■ **Gestelltes Ziel 1**: Welcher Schauspieler verkörpert laut dem Lesetext die Figur Gutjuk?
■ **Gestelltes Ziel 2**: Führe sämtliche Schauspieler auf, die der Lesetext namentlich erwähnt, und gib zu jedem die von ihm dargestellte Figur an.
----- Lesetext -----
12 Jahre später, im Jahr 1929 im Norden Australiens versucht die Kolonialmacht des Vereinigten Königreichs noch immer die Einheimischen auszulöschen oder zum christlichen Glauben bekehren. Eine solche Mission zur Landerschließung hat ihr Lager aufgebaut mit einer mickrigen Kirche aus Stöckern und Aborigines in englischen Kleidern, die dort leben müssen. Wir treffen, den nun erwachsenen einst geretteten Jungen, Gutjuk (Jacob Nayinggul) wieder, der sich mit beiden Welten arrangieren muss. Hier trifft er erneut auf Travis (Simon Baker), der einst das Massaker verhindern wollte und den Jungen rettete. Travis stellt sich gegen seine Vorgesetzten und möchte weiteres Blutvergießen verhindern. Dennoch ist er ein Komplize in einer perfiden rassistischen Strategie.
Travis quittierte nach dem Massaker vor 12 Jahren den Dienst, wurde nun jedoch als Kopfgeldjäger wieder angeheuert. Ziel ist der Aborigine-Krieger Baywarra (Sean Mununggur), der in letzter Zeit englische Siedlungen angreift und verwüstet. Sein Neffe Gutjuk soll als Schlichter zwischen beiden Fronten dienen, seine Loyalität gilt jedoch vorrangig noch seinem Stamm. Gutjuk und Travis durchqueren gemeinsam das Land, beide mit dem Ziel Gewalt zu verhindern, gleichzeitig jedoch zu allem bereit.
Spiel der Loyalität
Travis, der Scharfschütze, bringt Gutjuk auf einem felsigen Plateau das Schießen bei und erläutert: „When you get the High Ground, you control everything.” – ein Satz den Gutjuk später selbst an jemand weitergeben wird und der sinnbildlich für das Ringen um Kontrolle beider Seiten steht. Die Siedler sind überzeugt, dass sie mit ihrer Technik überlegen seien, also den High Ground haben. Jedoch haben die Aborigines eine so tiefe Kenntnis ihrer Umwelt, dass dies ihre wahre Überlegenheit in diesem unmöglichen Kampf ist.
Da die Vorgesetzten Travis und Gutjuk nicht trauen, nicht doch zur anderen Seite überzulaufen oder zu desertieren, schicken sie ihnen weitere Männer hinterher und die Situation droht zum Ende des Films gefährlich zu eskalieren.
Ambivalente Beziehungen
Solch ein sensibles Thema würdevoll darzustellen und dabei auch noch einen Unterhaltungsanspruch für ein eher breiteres Publikum zu schaffen ist eine schwierige Aufgabe, die High Ground jedoch größtenteils meistert. Zwar ist das Narrativ nicht problemfrei, aber Travis wird nicht als ein white savior dargestellt, und er und Gutjuk sind kein Team aus einer buddy comedy. Vielmehr gibt es ein ständigen Wechsel von Zutrauen und Misstrauen, welches sich auch auf das Publikum überträgt. Diese Wechselseitigkeit ist näher am echten Leben als eine ständige Verbundenheit.
----- Datenauszug -----
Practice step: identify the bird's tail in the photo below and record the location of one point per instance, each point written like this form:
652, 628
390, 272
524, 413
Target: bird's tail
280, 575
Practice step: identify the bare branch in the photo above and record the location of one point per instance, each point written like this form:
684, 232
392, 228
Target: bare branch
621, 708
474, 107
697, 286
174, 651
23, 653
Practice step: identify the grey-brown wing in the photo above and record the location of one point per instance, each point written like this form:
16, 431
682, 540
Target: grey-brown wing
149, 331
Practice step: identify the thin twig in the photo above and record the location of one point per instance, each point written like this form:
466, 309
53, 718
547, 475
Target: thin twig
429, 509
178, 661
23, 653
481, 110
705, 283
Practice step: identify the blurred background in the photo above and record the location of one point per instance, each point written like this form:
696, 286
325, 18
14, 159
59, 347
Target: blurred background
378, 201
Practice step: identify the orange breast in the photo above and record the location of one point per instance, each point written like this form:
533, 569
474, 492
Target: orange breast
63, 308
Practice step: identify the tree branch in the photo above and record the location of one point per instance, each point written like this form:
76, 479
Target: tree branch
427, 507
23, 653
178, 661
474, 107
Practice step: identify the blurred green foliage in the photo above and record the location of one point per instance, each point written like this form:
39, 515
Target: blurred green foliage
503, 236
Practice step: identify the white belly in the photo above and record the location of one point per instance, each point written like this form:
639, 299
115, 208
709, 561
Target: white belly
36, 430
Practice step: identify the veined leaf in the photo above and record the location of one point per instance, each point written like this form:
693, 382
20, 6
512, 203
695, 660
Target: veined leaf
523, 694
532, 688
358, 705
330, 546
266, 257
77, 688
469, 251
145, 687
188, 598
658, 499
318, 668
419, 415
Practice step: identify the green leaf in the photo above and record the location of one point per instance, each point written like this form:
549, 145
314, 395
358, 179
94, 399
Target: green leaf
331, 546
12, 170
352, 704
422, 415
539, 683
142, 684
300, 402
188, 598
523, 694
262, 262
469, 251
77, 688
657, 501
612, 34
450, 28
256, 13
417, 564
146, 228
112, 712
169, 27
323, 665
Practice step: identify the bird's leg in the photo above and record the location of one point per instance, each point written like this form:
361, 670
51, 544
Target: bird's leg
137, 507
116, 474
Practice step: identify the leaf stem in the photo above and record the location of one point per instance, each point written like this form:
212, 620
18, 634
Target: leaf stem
-----
■ **Vollständige Antwort 1**: Gutjuk wird von Jacob Nayinggul gespielt.

■ **Vollständige Antwort 2**:
- Jacob Nayinggul: Gutjuk
- Simon Baker: Travis
- Sean Mununggur: Baywarra